Working line by line, output the entries below exactly as they appear.

━━━━━ DATASET RECORDS ━━━━━

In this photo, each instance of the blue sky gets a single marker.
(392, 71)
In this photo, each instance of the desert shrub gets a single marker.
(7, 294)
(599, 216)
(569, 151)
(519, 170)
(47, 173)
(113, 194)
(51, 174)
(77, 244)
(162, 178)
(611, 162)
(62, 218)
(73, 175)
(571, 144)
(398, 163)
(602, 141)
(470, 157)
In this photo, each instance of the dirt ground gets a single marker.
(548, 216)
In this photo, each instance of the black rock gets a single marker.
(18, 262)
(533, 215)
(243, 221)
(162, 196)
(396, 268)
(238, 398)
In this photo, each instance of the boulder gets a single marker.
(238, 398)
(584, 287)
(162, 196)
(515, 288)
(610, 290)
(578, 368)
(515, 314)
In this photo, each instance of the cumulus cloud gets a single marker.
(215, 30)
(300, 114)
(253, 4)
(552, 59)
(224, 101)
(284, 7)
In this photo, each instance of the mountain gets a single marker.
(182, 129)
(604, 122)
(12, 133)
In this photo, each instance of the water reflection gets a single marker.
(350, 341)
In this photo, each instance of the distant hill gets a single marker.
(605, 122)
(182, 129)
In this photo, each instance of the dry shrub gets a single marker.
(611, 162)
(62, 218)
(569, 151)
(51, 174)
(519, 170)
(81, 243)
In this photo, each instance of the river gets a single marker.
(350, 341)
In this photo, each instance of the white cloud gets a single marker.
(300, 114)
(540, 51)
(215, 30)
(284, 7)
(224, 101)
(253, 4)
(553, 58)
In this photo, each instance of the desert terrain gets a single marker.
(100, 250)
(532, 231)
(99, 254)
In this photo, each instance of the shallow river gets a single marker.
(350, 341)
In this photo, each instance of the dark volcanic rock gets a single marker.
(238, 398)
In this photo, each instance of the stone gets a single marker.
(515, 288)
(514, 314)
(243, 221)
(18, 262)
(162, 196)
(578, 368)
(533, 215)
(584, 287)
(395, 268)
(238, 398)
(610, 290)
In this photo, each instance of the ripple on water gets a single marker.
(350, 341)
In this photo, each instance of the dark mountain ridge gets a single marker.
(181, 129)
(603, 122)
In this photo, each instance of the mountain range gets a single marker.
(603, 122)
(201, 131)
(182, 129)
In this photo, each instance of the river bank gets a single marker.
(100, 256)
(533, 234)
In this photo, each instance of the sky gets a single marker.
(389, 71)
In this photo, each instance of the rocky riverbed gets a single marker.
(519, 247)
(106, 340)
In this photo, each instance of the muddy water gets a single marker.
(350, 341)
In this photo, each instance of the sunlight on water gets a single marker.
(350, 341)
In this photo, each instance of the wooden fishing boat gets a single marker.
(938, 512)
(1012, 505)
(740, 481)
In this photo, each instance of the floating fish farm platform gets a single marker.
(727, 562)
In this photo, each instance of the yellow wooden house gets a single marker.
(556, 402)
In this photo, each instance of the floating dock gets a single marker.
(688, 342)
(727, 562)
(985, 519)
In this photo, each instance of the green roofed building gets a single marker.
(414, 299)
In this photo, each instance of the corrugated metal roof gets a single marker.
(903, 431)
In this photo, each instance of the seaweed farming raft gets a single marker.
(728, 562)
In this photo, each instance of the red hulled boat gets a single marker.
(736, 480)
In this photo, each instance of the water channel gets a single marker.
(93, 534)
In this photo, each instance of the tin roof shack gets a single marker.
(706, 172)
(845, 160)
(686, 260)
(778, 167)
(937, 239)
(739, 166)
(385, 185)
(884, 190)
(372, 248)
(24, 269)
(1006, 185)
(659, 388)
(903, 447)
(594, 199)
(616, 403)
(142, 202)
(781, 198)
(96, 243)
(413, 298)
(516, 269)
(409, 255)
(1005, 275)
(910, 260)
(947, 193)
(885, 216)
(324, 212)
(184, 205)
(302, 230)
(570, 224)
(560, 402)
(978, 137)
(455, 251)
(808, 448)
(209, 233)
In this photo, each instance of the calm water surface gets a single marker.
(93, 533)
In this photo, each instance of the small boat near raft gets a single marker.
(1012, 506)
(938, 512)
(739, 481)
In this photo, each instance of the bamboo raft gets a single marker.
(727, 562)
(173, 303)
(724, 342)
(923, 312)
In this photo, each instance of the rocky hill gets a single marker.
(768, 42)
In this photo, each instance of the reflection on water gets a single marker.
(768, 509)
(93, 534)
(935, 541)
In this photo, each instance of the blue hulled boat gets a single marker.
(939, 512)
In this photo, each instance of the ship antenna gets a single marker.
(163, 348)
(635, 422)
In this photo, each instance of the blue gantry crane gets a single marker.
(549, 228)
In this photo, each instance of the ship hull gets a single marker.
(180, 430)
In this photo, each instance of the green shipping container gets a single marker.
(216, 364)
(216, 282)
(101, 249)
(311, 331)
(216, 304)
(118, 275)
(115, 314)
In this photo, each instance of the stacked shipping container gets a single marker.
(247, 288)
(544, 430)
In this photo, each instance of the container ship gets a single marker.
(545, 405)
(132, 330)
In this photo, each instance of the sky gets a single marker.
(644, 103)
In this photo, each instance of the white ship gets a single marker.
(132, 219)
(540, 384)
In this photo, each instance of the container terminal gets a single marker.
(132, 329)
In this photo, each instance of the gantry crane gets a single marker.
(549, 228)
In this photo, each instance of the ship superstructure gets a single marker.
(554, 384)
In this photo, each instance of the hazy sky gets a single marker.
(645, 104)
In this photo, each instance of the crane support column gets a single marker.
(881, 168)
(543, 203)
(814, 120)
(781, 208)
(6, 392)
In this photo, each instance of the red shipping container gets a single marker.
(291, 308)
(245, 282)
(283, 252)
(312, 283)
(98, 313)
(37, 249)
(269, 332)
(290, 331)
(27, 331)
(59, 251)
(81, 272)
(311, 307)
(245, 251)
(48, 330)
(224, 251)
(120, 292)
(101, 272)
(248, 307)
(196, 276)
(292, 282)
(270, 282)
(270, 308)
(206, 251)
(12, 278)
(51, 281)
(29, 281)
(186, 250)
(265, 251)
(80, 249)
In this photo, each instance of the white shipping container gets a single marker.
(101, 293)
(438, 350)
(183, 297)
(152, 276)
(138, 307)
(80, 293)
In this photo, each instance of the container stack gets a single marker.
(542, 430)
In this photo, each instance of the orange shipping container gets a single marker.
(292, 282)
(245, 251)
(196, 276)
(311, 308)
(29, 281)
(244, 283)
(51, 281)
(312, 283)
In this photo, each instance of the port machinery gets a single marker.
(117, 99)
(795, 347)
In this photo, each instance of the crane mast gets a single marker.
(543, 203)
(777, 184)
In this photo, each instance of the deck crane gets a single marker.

━━━━━

* _RESPONSE TO THIS EXERCISE_
In this photo, each instance of the blue sky gets a single marker.
(392, 71)
In this photo, each instance of the desert shrub gets a single marker.
(7, 294)
(599, 216)
(569, 151)
(519, 170)
(47, 173)
(113, 194)
(51, 174)
(77, 244)
(162, 178)
(611, 162)
(62, 218)
(73, 175)
(571, 144)
(398, 163)
(602, 141)
(470, 157)
In this photo, each instance of the dirt ground gets a single marker.
(548, 216)
In this photo, each instance of the black rock gets a single marker.
(18, 262)
(533, 215)
(243, 221)
(162, 196)
(396, 268)
(238, 398)
In this photo, each instance of the boulder gets a single marker.
(238, 398)
(584, 287)
(162, 196)
(515, 288)
(610, 290)
(578, 368)
(515, 314)
In this photo, each instance of the cumulus cloud gets a single marker.
(215, 30)
(300, 114)
(253, 4)
(552, 59)
(224, 101)
(284, 7)
In this photo, each instance of the mountain gets a single marker.
(182, 129)
(604, 122)
(12, 133)
In this photo, each instance of the water reflection gets a single marker.
(350, 341)
In this photo, each instance of the distant hill gets a single marker.
(605, 122)
(182, 129)
In this photo, each instance of the dry shrub gets a single marker.
(611, 162)
(62, 218)
(569, 151)
(51, 174)
(519, 170)
(81, 243)
In this photo, each instance of the river gets a single marker.
(350, 341)
In this photo, each instance of the white cloud gets a single marker.
(300, 114)
(540, 51)
(215, 30)
(284, 7)
(224, 101)
(253, 4)
(553, 58)
In this photo, each instance of the desert terrain gets a single marker.
(100, 250)
(532, 231)
(99, 254)
In this photo, each instance of the shallow river gets a single marker.
(350, 341)
In this photo, each instance of the dark volcanic rock gets a single marker.
(238, 398)
In this photo, each instance of the stone gets a single marker.
(515, 288)
(514, 314)
(243, 221)
(18, 262)
(162, 196)
(578, 368)
(533, 215)
(584, 287)
(395, 268)
(238, 398)
(610, 290)
In this photo, each instance of the ripple on water gets a single marker.
(350, 341)
In this photo, each instance of the dark mountain ridge gets a single marker.
(181, 129)
(603, 122)
In this photo, each instance of the mountain range gets a single marker.
(603, 122)
(201, 131)
(182, 129)
In this photo, each instance of the river bank gets a single marker.
(100, 256)
(533, 234)
In this photo, each instance of the sky gets a single marker.
(389, 71)
In this photo, each instance of the rocky riverbed gets a single marker.
(519, 247)
(106, 340)
In this photo, each instance of the muddy water gets a single marker.
(350, 341)
In this photo, each instance of the sunlight on water gets a single marker.
(350, 341)
In this photo, each instance of the wooden fishing boat gets a single marker.
(938, 512)
(1012, 505)
(740, 481)
In this photo, each instance of the floating fish farm platform gets a single marker.
(727, 562)
In this photo, each instance of the yellow wooden house gets a single marker.
(556, 402)
In this photo, each instance of the floating dock gets a single marker.
(688, 342)
(727, 562)
(985, 519)
In this photo, each instance of the green roofed building gets a single marker.
(414, 299)
In this photo, each instance of the corrugated metal roof gets a single marker.
(903, 431)
In this photo, each instance of the seaweed farming raft gets a single marker.
(728, 562)
In this photo, each instance of the red hulled boat gets a single marker.
(736, 480)
In this photo, each instance of the water channel gets a single marker.
(93, 534)
In this photo, each instance of the tin roof shack gets a single marker.
(706, 172)
(845, 160)
(686, 260)
(778, 167)
(937, 239)
(739, 166)
(385, 185)
(884, 190)
(372, 248)
(24, 269)
(1006, 185)
(659, 388)
(903, 447)
(594, 199)
(616, 403)
(142, 202)
(781, 198)
(96, 243)
(413, 298)
(516, 269)
(409, 255)
(1005, 275)
(910, 260)
(947, 193)
(885, 216)
(324, 212)
(184, 205)
(302, 230)
(570, 224)
(560, 402)
(978, 137)
(455, 251)
(808, 448)
(209, 233)
In this photo, each instance of the calm water surface gets a single marker.
(93, 533)
In this photo, each instance of the small boat near raft gets a single marker.
(1012, 506)
(938, 512)
(739, 481)
In this photo, each instance of the bamboo raft gets a single marker.
(727, 562)
(173, 303)
(724, 342)
(923, 312)
In this photo, each instance of the rocky hill gets a single marker.
(768, 42)
In this photo, each instance of the reflection on water gets a single marker.
(768, 509)
(93, 534)
(935, 541)
In this photo, each instance of the blue hulled boat gets a single marker.
(939, 512)
In this photo, each instance of the ship antenna gets a single marker.
(163, 348)
(635, 422)
In this photo, each instance of the blue gantry crane gets a single marker.
(549, 228)
In this photo, each instance of the ship hull gets a single marker.
(180, 430)
In this photo, each instance of the green shipping container gets a single marker.
(216, 364)
(216, 282)
(101, 249)
(311, 331)
(216, 304)
(118, 275)
(115, 314)
In this photo, each instance of the stacked shipping container gets a single marker.
(247, 288)
(544, 430)
In this photo, each instance of the container ship gets a single marker.
(545, 405)
(132, 330)
In this photo, each instance of the sky gets a single marker.
(644, 103)
In this photo, each instance of the white ship gets a single marker.
(132, 219)
(540, 384)
In this photo, each instance of the container terminal gets a single marker.
(132, 329)
In this photo, each instance of the gantry crane gets a single marker.
(549, 228)
In this photo, each instance of the ship superstructure gets a single marker.
(554, 384)
In this photo, each instance of the hazy sky gets a single marker.
(645, 104)
In this photo, each instance of the crane support column gets a single marker.
(881, 168)
(543, 203)
(814, 120)
(781, 208)
(6, 392)
In this photo, each instance of the red shipping container gets a single marker.
(291, 308)
(245, 282)
(283, 252)
(312, 283)
(98, 313)
(37, 249)
(269, 332)
(290, 331)
(27, 331)
(59, 251)
(81, 272)
(311, 307)
(245, 251)
(48, 330)
(224, 251)
(120, 292)
(101, 272)
(248, 307)
(196, 276)
(292, 282)
(270, 282)
(270, 308)
(206, 251)
(12, 278)
(51, 281)
(29, 281)
(186, 250)
(265, 251)
(80, 249)
In this photo, each instance of the white shipping container gets a single marker.
(101, 293)
(438, 350)
(183, 297)
(152, 276)
(138, 307)
(80, 293)
In this photo, each instance of the container stack gets a single marker.
(542, 430)
In this photo, each instance of the orange shipping container gets a single marker.
(292, 282)
(245, 251)
(196, 276)
(311, 308)
(29, 281)
(244, 283)
(51, 281)
(312, 283)
In this photo, each instance of the port machinery gets a single marker.
(117, 99)
(795, 347)
In this photo, each instance of the crane mast gets a single marker.
(543, 203)
(777, 184)
In this photo, each instance of the deck crane gets a single marker.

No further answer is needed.